(Object point labels)
-=-=-=-=-
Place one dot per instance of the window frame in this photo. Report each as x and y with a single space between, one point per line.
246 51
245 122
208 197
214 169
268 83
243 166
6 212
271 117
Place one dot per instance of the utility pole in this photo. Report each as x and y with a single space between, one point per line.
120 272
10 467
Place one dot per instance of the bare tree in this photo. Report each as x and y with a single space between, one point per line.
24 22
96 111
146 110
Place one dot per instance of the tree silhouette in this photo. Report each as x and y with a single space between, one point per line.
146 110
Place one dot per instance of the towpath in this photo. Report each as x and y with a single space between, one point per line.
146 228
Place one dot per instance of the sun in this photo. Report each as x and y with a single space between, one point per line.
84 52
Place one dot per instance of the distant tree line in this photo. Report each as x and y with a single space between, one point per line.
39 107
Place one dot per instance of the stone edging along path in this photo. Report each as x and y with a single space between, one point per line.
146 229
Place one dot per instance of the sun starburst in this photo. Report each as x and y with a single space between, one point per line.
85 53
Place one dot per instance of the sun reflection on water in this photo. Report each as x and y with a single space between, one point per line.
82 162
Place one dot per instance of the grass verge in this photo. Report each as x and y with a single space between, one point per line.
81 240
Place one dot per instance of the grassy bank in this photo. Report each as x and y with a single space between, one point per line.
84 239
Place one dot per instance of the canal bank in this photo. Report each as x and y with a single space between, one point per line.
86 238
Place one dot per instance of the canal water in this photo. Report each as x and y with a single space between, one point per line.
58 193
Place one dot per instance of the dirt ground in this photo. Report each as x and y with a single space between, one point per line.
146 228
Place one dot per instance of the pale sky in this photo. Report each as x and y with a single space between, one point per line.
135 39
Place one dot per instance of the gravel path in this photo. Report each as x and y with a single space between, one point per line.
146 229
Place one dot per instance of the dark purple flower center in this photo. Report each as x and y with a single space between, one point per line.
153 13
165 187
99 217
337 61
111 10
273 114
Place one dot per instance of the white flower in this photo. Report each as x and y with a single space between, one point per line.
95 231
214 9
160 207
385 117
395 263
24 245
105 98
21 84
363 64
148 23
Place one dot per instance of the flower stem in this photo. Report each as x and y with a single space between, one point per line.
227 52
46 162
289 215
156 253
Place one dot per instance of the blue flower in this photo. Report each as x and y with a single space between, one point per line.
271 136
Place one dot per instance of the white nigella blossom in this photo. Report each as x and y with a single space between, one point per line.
-=-=-=-=-
— AIM OF THE TASK —
Restate the data above word for word.

— ANSWER FOR THIS EXERCISE —
Place one dot per instance of the window frame in this photo. Report each as x and y with a single space between, one point per line.
246 51
245 122
208 197
214 169
268 83
243 166
6 212
271 117
Place one dot per instance of the utility pole in this photo. Report each as x and y with a single space between, one point per line.
120 272
10 467
Place one dot per instance of the bare tree in this photo. Report each as x and y with a single space between, one point per line.
24 22
96 111
146 110
Place one dot per instance of the tree silhouette in this photo. Report each as x and y with a single space between, one point per line.
146 110
Place one dot per instance of the towpath in this photo. Report each as x and y with a single space between, one point per line.
146 228
Place one dot per instance of the sun in this photo. Report each as x and y with a single space between, one point per line.
84 52
Place one dot per instance of the distant tree line in this photo. Report each as x and y with a single space between, one point per line.
39 107
Place one dot per instance of the stone edging along path in this photo. Report each as x and y with a single space between, one point per line.
146 229
Place one dot per instance of the sun starburst in this photo. Report each as x and y with a single space between, one point per line.
85 53
Place one dot per instance of the sun reflection on water in this photo. Report each as x and y with a single space between, one point per line.
82 162
Place one dot per instance of the grass verge in this photo. Report each as x and y with a single space between, one point per line.
81 240
Place one dot per instance of the grassy bank in this photo. Report each as x and y with a single space between, one point per line.
84 239
Place one dot per instance of the canal bank in this photo. Report each as x and y with a single space between, one point per line.
86 238
Place one dot per instance of the canal water in this photo. Report each as x and y with a single space between, one point per line.
58 193
Place one dot per instance of the dirt ground in this photo. Report each as x and y with a single space between, one point per line.
146 228
Place one dot per instance of the pale sky in this photo. Report each as x and y with a single space between, one point per line.
135 39
Place one dot per instance of the gravel path in this photo. Report each as x and y with a single space between, one point per line.
146 229
Place one dot per instance of the dark purple flower center in this photo. Report each as x and y with a single space between, one point per line.
153 13
165 187
99 217
337 61
111 10
273 114
Place one dot per instance of the white flower in this photo. Report each as x and y with a single space between, one point per line.
95 231
214 9
160 207
385 117
395 263
24 245
105 98
21 84
363 64
148 23
Place one dot per instance of the flower stem in this photo. Report each as x and y with a single space between, one point per line.
227 52
46 162
289 215
156 253
Place one dot per instance of the blue flower in this photo. Report each as x and y with a single space between, one point per line.
271 136
Place one dot per instance of the white nigella blossom in this photo. Report each as x and y with a single space between, one point per line.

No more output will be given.